Extrait du document
○ ○ ○

Page:Abbadie - Douze ans de séjour dans la Haute-Éthiopie.djvu/524

La bibliothèque libre.
Cette page a été validée par deux contributeurs.
516
DOUZE ANS DE SÉJOUR

Tegraïe. Le Prince ne fit aucune allusion au Dedjadj Guoscho ni à la bataille de Konzoula, mais il me questionna à plusieurs reprises sur les forces militaires du Ras et sur celles de Birro, en affectant sa partialité pour ce dernier. J’eus la maladresse de faire l’éloge, irréfutable d’ailleurs, de la cavalerie du Gojam ; les convives eussent préféré entendre l’éloge des troupes de leur maître ; mon voisin l’abbé me coudoya même deux ou trois fois pour me rappeler que c’était l’occasion de faire ma cour, mais je m’en tins à la vérité, et j’indisposai tout le monde contre moi : circonstance qui me donna à croire que le Dedjadj Oubié n’était pas sincère dans son alliance avec le Dedjadj Birro. L’abbé demanda à me loger chez lui ; le Prince y consentit et donna des ordres pour le vivre de mes hommes. On lui dit que j’avais un fort beau cheval.

— Depuis quand, remarqua-t-il, les Européens se connaissent-ils en chevaux ?

○ ○ ○

Données fournies
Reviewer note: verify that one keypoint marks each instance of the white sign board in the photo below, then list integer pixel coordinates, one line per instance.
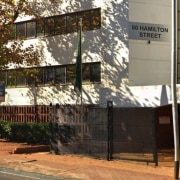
(145, 31)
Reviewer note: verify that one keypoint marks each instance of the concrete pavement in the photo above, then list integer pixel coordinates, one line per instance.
(85, 168)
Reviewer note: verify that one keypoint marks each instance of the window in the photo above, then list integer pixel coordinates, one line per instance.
(71, 23)
(60, 75)
(70, 72)
(21, 30)
(40, 28)
(61, 24)
(49, 26)
(31, 29)
(54, 75)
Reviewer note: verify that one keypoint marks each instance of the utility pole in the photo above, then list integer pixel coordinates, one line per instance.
(173, 89)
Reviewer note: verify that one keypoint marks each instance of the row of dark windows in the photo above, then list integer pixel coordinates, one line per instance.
(61, 24)
(53, 75)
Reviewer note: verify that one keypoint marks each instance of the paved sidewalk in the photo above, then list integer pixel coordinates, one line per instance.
(80, 167)
(84, 168)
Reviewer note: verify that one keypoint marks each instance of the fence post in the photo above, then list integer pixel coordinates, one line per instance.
(110, 130)
(51, 127)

○ ○ ○

Consigne A
D'après l'extrait du récit de séjour en Haute-Éthiopie, qu'est-ce qui fait douter de la sincérité du Dedjadj Oubié dans son alliance avec le Dedjadj Birro ? Répondez en une à trois phrases.
Consigne B
Prolongez le récit de séjour en Haute-Éthiopie après la question du Prince sur les Européens et les chevaux.

Réponse attendue A
Pendant le repas, l'éloge de la cavalerie du Gojam, au lieu de celui des troupes du maître des convives, indispose toute l'assistance. Cette réaction donne à croire que le Dedjadj Oubié n'était pas sincère dans son alliance avec le Dedjadj Birro.

Réponse attendue B
Je fis observer qu’il y avait en Europe d’excellents chevaux et des cavaliers dignes de les monter.

— Ouais ! reprit-il, le Gojam lui a appris à parler.

Il ordonna cependant que mon cheval fût nourri des provisions de son écurie ; mais il me parut qu’il me congédiait avec une nuance d’humeur. Bientôt ses palefreniers apportèrent à mon logement deux trousses de fourrage vert de rebut ; je les refusai. Le palefrenier en chef, voyant revenir ses gens, me cria de loin.

— Hé ! là-bas, mon cophte, le roi de ton pays stérile n’a pas une poignée d’herbe comme celle-là. Rengorge-toi à ton aise, et ta haridelle jeûnera.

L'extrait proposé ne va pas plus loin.